[[ Document section open ]]
Vietnam orders poultry slaughter to fight bird flu
HANOI, Dec 22 (Reuters) - Vietnam has ordered a mass slaughter of chickens and ducks in two Mekong Delta provinces where bird flu outbreaks were confirmed this week, officials said on Friday.
A total of 250 ducks were found dead in two communes in Ca Mau and Bac Lieu provinces where nearly 8,400 chickens and ducklings have been killed by the H5N1 virus or slaughtered to stop it spreading, the Agriculture Ministry said.
On Friday, Deputy Prime Minister Nguyen Sinh Hung ordered the mass slaughter of fowl in the infected areas, Hoang Van Nam, deputy head of the ministry’s Animal Health Department, said in a report seen by Reuters.
“The recurrence of bird flu in these two provinces is extremely serious,” Nam quoted Hung as telling officials at an extraordinary meeting in Ho Chi Minh City on Friday.
[[ Document section closed ]]
[[ Data for review open ]]
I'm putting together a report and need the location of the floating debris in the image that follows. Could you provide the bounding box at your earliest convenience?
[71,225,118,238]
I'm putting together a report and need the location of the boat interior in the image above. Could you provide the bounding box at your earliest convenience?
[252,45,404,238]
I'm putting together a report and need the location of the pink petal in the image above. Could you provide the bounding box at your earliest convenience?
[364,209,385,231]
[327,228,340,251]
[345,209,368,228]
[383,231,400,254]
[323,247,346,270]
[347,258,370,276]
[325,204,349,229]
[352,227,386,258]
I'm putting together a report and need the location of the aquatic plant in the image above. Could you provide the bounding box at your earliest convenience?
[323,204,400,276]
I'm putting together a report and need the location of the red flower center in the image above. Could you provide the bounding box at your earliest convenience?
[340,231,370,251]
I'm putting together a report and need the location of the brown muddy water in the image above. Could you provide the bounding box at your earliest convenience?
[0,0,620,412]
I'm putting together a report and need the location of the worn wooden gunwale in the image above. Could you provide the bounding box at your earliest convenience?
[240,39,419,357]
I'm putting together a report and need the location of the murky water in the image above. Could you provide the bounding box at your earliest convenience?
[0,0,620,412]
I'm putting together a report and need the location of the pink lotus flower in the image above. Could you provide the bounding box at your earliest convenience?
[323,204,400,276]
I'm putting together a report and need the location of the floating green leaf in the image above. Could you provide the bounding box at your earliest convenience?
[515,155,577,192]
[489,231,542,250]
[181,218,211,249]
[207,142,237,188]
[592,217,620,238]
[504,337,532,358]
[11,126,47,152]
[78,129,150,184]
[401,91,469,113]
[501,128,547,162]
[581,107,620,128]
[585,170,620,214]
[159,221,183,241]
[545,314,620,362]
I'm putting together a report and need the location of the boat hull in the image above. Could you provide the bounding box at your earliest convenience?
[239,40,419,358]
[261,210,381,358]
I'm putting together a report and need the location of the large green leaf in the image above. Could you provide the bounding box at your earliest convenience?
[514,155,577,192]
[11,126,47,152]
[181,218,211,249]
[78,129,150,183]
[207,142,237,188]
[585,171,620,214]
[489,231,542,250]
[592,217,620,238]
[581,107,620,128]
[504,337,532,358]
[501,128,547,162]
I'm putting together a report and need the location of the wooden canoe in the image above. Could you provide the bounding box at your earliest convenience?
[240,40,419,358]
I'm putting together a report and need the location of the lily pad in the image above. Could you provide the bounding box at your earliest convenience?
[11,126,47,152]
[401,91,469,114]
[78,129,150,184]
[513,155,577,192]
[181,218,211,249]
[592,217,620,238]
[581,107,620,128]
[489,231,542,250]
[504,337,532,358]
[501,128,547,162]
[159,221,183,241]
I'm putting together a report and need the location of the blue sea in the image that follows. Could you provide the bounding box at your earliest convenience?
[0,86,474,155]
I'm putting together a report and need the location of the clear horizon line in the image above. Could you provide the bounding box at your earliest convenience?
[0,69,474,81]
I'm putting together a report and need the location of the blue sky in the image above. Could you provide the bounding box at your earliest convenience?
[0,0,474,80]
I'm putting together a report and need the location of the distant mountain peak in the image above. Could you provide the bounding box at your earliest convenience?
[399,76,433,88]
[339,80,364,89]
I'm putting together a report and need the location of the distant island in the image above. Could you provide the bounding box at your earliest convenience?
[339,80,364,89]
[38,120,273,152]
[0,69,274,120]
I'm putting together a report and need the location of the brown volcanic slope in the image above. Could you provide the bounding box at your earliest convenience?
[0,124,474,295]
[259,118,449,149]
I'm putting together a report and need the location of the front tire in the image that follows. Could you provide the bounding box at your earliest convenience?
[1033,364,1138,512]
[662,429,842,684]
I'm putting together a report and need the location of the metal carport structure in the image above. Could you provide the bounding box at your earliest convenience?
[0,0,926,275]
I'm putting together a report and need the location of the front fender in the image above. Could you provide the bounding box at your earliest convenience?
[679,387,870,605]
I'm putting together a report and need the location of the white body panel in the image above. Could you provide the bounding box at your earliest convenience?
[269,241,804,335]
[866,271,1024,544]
[[ Data for review closed ]]
> [What to produce]
Can you repeat the news article on Vietnam's poultry slaughter word for word, in full?

> [The completed task]
Vietnam orders poultry slaughter to fight bird flu
HANOI, Dec 22 (Reuters) - Vietnam has ordered a mass slaughter of chickens and ducks in two Mekong Delta provinces where bird flu outbreaks were confirmed this week, officials said on Friday.
A total of 250 ducks were found dead in two communes in Ca Mau and Bac Lieu provinces where nearly 8,400 chickens and ducklings have been killed by the H5N1 virus or slaughtered to stop it spreading, the Agriculture Ministry said.
On Friday, Deputy Prime Minister Nguyen Sinh Hung ordered the mass slaughter of fowl in the infected areas, Hoang Van Nam, deputy head of the ministry’s Animal Health Department, said in a report seen by Reuters.
“The recurrence of bird flu in these two provinces is extremely serious,” Nam quoted Hung as telling officials at an extraordinary meeting in Ho Chi Minh City on Friday.